Task statement.
Start with the line containing "Target: road curve" and write out each line through the end of the listing, exactly as given.
------------------------------------------------------------------------
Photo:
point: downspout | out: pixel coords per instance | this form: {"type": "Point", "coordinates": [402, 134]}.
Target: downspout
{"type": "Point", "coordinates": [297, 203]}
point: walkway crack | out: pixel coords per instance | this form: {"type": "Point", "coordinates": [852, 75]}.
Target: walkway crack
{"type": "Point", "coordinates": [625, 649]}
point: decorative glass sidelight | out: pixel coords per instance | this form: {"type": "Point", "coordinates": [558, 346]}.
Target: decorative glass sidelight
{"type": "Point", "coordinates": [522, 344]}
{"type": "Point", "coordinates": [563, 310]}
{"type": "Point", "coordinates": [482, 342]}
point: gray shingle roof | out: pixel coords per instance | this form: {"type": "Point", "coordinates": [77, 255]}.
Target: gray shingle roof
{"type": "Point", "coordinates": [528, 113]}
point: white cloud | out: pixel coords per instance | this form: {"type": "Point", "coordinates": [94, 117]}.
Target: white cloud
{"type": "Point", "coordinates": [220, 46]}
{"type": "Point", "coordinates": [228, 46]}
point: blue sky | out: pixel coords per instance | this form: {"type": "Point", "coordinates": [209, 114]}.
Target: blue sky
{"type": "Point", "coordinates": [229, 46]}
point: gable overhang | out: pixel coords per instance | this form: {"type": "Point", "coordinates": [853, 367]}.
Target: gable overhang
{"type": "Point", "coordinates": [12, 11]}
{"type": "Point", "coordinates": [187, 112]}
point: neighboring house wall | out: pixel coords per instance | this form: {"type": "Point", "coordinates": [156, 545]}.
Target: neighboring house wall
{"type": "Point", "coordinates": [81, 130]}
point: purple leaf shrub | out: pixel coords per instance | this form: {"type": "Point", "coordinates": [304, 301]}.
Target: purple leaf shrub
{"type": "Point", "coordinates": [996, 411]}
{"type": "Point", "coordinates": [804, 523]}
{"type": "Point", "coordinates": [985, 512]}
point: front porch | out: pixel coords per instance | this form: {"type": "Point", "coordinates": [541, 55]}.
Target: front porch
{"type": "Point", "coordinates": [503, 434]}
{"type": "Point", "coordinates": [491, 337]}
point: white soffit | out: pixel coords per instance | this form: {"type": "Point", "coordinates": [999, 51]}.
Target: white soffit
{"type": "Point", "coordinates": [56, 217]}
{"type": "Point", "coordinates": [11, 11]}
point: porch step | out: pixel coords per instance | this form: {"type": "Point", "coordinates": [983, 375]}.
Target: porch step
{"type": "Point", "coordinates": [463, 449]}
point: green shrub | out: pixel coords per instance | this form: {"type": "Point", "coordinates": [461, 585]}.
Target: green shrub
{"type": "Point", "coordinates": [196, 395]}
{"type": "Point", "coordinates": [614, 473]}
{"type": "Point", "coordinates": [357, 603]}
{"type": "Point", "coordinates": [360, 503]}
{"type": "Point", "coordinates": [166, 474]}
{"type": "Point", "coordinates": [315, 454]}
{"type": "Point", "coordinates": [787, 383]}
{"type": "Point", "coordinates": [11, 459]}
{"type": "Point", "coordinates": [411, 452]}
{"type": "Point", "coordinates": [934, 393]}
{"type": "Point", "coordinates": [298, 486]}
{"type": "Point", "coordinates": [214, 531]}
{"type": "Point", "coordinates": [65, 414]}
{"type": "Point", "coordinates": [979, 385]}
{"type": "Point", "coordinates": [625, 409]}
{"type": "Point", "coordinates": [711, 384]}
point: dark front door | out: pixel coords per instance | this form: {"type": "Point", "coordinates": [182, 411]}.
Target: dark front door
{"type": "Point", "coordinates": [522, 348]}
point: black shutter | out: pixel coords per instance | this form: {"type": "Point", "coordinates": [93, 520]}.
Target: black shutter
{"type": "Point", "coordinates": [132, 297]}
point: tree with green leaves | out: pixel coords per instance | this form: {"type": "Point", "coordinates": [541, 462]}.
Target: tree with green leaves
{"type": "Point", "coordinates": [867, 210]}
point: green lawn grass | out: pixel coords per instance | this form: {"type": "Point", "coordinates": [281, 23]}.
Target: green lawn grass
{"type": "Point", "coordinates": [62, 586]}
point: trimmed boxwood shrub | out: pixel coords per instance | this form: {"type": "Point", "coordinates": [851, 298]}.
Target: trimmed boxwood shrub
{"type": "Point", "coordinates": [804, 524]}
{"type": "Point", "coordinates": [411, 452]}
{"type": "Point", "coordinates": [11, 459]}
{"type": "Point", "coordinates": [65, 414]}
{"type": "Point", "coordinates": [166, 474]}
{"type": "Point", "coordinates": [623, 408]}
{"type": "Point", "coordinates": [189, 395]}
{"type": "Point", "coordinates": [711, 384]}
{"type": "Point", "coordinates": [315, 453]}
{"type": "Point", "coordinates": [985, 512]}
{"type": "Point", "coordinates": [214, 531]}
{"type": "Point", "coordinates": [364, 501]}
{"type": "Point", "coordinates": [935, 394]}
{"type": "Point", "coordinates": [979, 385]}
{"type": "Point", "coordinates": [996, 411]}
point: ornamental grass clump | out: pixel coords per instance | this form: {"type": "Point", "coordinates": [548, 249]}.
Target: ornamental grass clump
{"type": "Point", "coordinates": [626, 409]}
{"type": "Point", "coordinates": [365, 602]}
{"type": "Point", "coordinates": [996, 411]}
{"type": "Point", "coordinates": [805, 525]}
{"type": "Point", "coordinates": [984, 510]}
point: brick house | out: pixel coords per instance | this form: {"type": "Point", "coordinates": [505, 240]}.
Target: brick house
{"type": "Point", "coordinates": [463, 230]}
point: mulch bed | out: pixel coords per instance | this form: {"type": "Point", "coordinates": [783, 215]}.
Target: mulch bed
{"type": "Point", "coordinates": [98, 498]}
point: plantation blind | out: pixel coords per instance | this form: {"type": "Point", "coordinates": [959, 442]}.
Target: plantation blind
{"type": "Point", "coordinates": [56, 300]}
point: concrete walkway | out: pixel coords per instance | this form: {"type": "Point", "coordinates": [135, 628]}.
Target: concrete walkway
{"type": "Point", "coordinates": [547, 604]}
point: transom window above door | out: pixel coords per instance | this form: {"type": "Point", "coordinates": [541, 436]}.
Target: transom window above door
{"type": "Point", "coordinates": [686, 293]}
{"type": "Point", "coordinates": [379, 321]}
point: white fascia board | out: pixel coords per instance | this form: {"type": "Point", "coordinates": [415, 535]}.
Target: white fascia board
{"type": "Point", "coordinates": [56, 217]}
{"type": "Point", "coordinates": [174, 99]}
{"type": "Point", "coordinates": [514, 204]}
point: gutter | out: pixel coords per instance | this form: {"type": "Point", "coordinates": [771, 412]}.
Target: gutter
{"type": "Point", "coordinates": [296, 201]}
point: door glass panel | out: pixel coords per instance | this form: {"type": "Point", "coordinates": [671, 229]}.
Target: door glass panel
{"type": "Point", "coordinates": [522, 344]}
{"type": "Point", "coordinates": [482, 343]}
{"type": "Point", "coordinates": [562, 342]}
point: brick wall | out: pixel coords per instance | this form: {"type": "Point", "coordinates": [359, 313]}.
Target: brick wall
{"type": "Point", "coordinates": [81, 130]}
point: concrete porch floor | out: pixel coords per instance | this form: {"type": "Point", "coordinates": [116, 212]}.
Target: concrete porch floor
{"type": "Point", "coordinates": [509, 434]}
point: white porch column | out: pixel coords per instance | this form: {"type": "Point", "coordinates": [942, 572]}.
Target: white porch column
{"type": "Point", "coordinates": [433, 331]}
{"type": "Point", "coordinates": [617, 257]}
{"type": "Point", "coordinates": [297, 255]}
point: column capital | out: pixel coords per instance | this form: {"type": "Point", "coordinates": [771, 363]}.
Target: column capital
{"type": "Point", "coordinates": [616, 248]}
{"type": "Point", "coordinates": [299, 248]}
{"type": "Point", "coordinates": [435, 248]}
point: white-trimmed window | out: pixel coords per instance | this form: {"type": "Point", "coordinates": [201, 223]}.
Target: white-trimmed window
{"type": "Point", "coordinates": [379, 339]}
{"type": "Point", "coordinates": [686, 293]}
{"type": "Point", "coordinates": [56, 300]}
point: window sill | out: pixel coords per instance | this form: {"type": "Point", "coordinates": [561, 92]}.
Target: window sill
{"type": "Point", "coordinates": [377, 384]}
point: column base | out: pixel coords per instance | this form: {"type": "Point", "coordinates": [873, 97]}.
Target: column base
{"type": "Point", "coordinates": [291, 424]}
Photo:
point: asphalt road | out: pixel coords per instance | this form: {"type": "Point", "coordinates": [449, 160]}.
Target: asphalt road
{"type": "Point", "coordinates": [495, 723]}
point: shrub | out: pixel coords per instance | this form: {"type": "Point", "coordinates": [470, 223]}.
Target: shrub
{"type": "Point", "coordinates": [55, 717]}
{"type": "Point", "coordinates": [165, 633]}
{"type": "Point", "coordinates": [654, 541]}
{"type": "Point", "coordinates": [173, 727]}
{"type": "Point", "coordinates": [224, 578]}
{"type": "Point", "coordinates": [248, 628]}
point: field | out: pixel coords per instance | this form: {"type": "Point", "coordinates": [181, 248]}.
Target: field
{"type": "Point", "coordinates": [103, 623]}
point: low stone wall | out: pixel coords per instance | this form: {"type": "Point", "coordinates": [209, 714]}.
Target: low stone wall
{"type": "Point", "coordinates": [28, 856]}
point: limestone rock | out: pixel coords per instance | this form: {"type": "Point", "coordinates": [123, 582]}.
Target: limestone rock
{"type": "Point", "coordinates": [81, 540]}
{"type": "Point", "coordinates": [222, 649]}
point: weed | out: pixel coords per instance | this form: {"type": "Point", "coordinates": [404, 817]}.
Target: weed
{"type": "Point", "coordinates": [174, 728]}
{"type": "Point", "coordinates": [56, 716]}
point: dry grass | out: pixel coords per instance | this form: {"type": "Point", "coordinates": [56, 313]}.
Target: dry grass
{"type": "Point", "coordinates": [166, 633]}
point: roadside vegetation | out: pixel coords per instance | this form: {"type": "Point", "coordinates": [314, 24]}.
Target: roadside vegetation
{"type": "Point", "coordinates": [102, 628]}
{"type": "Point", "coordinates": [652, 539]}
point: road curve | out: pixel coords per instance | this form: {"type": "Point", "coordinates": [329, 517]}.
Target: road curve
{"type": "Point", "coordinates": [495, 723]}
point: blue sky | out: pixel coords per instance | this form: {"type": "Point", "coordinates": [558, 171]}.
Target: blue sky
------------------------------------------------------------------------
Task response.
Target: road curve
{"type": "Point", "coordinates": [495, 723]}
point: blue sky | out: pixel coords per instance | this form: {"type": "Point", "coordinates": [558, 171]}.
Target: blue sky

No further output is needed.